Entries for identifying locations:
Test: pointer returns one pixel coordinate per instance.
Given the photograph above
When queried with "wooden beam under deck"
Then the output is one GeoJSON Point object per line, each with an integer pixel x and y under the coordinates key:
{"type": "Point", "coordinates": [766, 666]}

--

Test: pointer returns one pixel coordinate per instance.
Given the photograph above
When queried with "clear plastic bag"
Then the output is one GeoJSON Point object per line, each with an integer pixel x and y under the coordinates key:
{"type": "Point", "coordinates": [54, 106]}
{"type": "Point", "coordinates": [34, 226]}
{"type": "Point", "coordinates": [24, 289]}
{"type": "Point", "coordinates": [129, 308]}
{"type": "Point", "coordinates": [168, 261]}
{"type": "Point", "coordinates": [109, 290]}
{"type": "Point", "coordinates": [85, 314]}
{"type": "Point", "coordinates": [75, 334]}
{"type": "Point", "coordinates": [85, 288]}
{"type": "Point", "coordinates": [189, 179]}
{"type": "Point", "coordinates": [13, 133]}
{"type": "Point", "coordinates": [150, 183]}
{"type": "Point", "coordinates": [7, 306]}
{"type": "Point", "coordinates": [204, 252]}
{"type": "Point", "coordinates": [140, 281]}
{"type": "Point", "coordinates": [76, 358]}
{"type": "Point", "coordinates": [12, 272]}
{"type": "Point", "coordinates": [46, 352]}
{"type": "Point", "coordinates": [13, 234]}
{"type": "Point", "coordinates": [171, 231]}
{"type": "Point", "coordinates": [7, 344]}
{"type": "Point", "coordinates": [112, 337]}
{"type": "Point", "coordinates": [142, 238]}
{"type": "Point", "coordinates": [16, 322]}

Problem →
Pull out every line from the items above that contains the string "with".

Output of the task →
When queried with "wooden beam under deck"
Then the output is one GeoJSON Point object per line, each with an integer pixel x and y under the coordinates key:
When queried with "clear plastic bag"
Then the output is one GeoJSON Point object per line, each with an integer pixel x and y under the coordinates key:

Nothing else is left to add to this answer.